# SET EXERCISE 1
Reproduce word for word the part of the records that opens with the line containing "auburn hair as a single point per instance." and runs through the last line of the records.
━━ PASSAGE GIVEN
But many lower courts appear to simply be ignoring the ruling.


New York Focus found over twenty-five examples of cases from 2017 to 2022 where judges' rulings changing children’s custody status were overturned because the lower courts failed to hold a hearing as required by the Court of Appeals.


These cases are likely representative of many more examples that never made it past the original judge’s ruling, experts said.


“Most things don't get appealed,” Gottlieb said. “It's almost always the case that what we're seeing at the appellate court level is the tip of the iceberg.”


“Some people are willing to say, ‘My rights were violated, but I can't face another five years in court,’ and they throw in the towel,” said Harold Burke, a family court lawyer who represented Sylvia Lee at the Court of Appeals. 


This isn’t the first time that New York judges have resisted orders from higher courts to hold hearings. Last year, an appeals court ruled that when judges issue orders of protection that prevent defendants from entering their homes or seeing their children, they must subsequently hold hearings to determine whether those orders are truly necessary to protect people’s safety. Defense lawyers hoped that that ruling would prevent cases like that of Shamika Crawford, who was left homeless for months after an order of protection barred her from entering her own apartment.


But the ruling was quickly neutralized by the government agency that runs the courts, which issued a memo discouraging judges from holding hearings involving witnesses or testimony, New York Focus reported last year.


In some of the overturned child custody cases, appeals courts criticized the original judges for deviating from proper judicial conduct.


In a 2017 case, the appeals court found that in addition to failing to hold the required hearing, the lower-court judge, Joan Posner, had “acted as an advocate for the mother” rather than remaining impartial. The court overturned Posner's ruling and ordered that the case be reheard by a different judge.
━━━━
━━ INPUT DATA
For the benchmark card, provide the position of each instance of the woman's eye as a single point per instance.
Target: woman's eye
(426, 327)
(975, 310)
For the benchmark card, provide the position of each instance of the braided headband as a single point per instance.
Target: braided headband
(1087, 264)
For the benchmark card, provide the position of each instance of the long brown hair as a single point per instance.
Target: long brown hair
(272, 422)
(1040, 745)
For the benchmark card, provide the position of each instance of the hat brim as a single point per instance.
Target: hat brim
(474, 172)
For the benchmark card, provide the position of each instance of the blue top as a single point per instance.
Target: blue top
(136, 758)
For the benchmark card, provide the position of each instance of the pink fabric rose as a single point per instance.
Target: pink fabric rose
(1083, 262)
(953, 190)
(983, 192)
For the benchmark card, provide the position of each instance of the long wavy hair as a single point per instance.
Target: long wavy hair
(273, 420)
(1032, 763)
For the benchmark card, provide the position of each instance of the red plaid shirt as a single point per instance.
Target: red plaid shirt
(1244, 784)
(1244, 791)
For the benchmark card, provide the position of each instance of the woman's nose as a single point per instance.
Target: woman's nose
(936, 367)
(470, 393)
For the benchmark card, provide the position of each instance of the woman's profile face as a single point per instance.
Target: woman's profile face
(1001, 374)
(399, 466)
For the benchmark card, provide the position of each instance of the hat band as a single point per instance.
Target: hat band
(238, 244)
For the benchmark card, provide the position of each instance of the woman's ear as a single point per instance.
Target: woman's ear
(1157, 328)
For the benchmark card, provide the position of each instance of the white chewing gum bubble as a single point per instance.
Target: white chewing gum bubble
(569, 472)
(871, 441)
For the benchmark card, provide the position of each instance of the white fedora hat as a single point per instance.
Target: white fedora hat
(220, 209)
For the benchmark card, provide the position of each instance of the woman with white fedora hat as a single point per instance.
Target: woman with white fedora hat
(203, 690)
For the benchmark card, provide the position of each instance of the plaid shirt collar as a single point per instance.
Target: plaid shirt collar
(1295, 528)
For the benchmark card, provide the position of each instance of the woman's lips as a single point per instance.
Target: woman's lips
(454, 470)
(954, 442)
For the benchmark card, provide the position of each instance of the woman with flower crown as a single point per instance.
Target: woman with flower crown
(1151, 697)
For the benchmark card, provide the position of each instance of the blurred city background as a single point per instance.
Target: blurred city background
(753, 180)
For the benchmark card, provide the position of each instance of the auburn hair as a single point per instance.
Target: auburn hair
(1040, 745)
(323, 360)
━━━━
# SET EXERCISE 2
Write the next part of the piece about New York courts skipping required custody hearings, starting after its final sentence.

# TASK ANSWER 1
For the benchmark card, provide the position of each instance of the auburn hair as a single point per instance.
Target: auburn hair
(1040, 745)
(323, 360)

# TASK ANSWER 2
In a 2018 case, Justice Esther Morgenstern suspended a father’s visitation rights without a hearing, and explicitly said that she was doing so as punishment for him screaming and using obscene language in the courthouse. The appeals court admonished Morgenstern for taking away the father’s access to the child in order to punish him, rather than promote the best interests of the child, which courts are legally required to do in custody disputes. The appeals court sent the case back to be reheard by a different judge.


In June of this year, Jane, who lives in the Rivertowns area of Westchester and requested that her real name be withheld since she is still involved in a sealed court proceeding, did not receive a hearing before a judge gave her ex-partner partial custody of one of their children. 


Jane didn't know she was entitled to a hearing before her child’s custody status was changed, she told New York Focus, but her ex-partner’s lawyer reminded the judge that she was. Still, the judge declined to hold a hearing, saying that it was unnecessary because it would result in the same outcome. The judge then claimed that the court appearance they were in the middle of was the hearing, even though Jane and her lawyer had not presented any evidence.


“Suddenly without letting me enter any evidence onto the record, the judge said, ‘This was the hearing,’” and awarded the father partial custody, Jane told New York Focus.


“It happened in a matter of seconds,” she added. “I felt that my rights were taken away from me, that I had no voice in the legal system and wasn't being represented.”


Jane wants to appeal her case, but isn’t sure she’ll be able to, she said. Her attorney declined to continue representing her, and she doesn’t have the money to hire another attorney or the legal knowledge to handle the appeal herself.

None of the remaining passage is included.